- _Exercise details_
Count the lines in the records below that contain the word "white", and give only that number.
>> Start
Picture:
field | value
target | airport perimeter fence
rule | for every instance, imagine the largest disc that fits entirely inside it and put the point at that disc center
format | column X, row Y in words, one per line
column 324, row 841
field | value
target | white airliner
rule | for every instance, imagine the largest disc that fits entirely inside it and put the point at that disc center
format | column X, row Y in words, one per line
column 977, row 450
>> End
>> Start
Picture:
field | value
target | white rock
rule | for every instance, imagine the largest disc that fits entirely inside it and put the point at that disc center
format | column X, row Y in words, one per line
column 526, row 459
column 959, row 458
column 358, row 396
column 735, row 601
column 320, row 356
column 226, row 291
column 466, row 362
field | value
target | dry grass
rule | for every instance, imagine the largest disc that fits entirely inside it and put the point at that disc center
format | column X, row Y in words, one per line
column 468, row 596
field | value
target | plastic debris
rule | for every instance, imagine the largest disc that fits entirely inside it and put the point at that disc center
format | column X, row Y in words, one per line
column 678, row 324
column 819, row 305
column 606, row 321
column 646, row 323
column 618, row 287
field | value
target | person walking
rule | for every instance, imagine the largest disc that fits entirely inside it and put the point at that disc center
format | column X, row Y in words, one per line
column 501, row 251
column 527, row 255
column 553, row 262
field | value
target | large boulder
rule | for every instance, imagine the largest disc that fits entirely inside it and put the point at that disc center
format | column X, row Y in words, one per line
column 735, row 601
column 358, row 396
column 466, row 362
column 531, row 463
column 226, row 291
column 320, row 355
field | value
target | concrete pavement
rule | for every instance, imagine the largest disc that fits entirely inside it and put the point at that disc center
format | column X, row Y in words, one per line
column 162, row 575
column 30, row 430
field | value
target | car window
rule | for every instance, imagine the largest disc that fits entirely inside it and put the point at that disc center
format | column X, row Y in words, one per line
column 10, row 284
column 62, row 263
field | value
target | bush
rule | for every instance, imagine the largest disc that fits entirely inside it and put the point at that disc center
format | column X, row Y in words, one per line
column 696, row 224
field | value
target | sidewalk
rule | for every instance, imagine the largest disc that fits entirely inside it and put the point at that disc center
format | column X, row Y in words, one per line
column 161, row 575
>> End
- _Written response_
2